* **DATA TO PROCESS**
=======

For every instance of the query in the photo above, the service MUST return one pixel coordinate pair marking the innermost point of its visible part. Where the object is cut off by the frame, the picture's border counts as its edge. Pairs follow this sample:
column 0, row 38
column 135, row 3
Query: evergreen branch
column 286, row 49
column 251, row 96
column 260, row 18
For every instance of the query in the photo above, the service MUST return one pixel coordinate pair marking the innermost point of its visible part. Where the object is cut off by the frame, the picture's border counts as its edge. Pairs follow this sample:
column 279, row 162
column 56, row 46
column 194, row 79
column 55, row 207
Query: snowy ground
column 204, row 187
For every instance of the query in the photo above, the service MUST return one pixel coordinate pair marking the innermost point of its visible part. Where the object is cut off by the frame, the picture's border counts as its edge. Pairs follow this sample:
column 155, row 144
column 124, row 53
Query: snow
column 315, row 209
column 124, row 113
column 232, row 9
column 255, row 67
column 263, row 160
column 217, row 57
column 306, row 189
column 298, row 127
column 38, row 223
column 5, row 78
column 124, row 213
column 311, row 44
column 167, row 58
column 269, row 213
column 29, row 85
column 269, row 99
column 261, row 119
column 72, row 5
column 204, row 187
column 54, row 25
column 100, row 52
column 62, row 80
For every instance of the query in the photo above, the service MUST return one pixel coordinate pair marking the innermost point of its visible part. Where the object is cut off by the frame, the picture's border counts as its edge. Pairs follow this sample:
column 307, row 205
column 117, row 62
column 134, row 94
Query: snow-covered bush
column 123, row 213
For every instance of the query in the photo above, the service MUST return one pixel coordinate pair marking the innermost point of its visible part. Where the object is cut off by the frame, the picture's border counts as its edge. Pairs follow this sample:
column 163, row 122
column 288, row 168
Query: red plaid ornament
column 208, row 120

=======

* **EXERCISE AIM**
Reproduce all of the material above word for word, keeping every line in its original order and form.

* **SOLUTION TO THE EXERCISE**
For every instance of the query in the photo above, the service MUST return one pixel coordinate pair marking the innermost point of its visible part. Where the object is cut off by the frame, the picture's border counts as its edge. Pairs follow this sample:
column 0, row 38
column 135, row 3
Query: evergreen branch
column 286, row 49
column 251, row 96
column 260, row 18
For every instance of the query in the photo above, the service MUST return one pixel coordinate pair marking the innermost point of its visible part. Where the object is cut off by the frame, the picture's border counts as its edge. Pairs follow this sample:
column 279, row 162
column 56, row 46
column 194, row 79
column 55, row 207
Query: snowy ground
column 204, row 187
For every instance of the query in the photo above, the service MUST return one pixel coordinate pair marking the innermost point of its visible part. Where the object is cut off by the frame, the picture's border counts as its edge. Pairs follow this sample:
column 155, row 144
column 124, row 53
Query: snow
column 315, row 209
column 124, row 113
column 232, row 9
column 255, row 67
column 263, row 160
column 217, row 57
column 306, row 189
column 298, row 127
column 38, row 223
column 5, row 78
column 124, row 213
column 311, row 44
column 167, row 58
column 269, row 213
column 29, row 85
column 269, row 99
column 261, row 119
column 72, row 5
column 204, row 187
column 54, row 25
column 100, row 52
column 62, row 80
For every instance of the query in the photo above, the service MUST return one pixel coordinate pair marking the innermost point of its visible part. Where the object is cut off by the frame, the picture's border counts as its edge. Pairs follow this sample:
column 307, row 205
column 117, row 62
column 134, row 94
Query: snow-covered bush
column 123, row 213
For every instance of the query in the photo above, the service MUST return one pixel coordinate pair marking the innermost point of its visible part. Where the object is cut off by the frame, the picture's border counts as its edge. Pairs follow this sample:
column 163, row 122
column 288, row 168
Query: red plaid ornament
column 208, row 120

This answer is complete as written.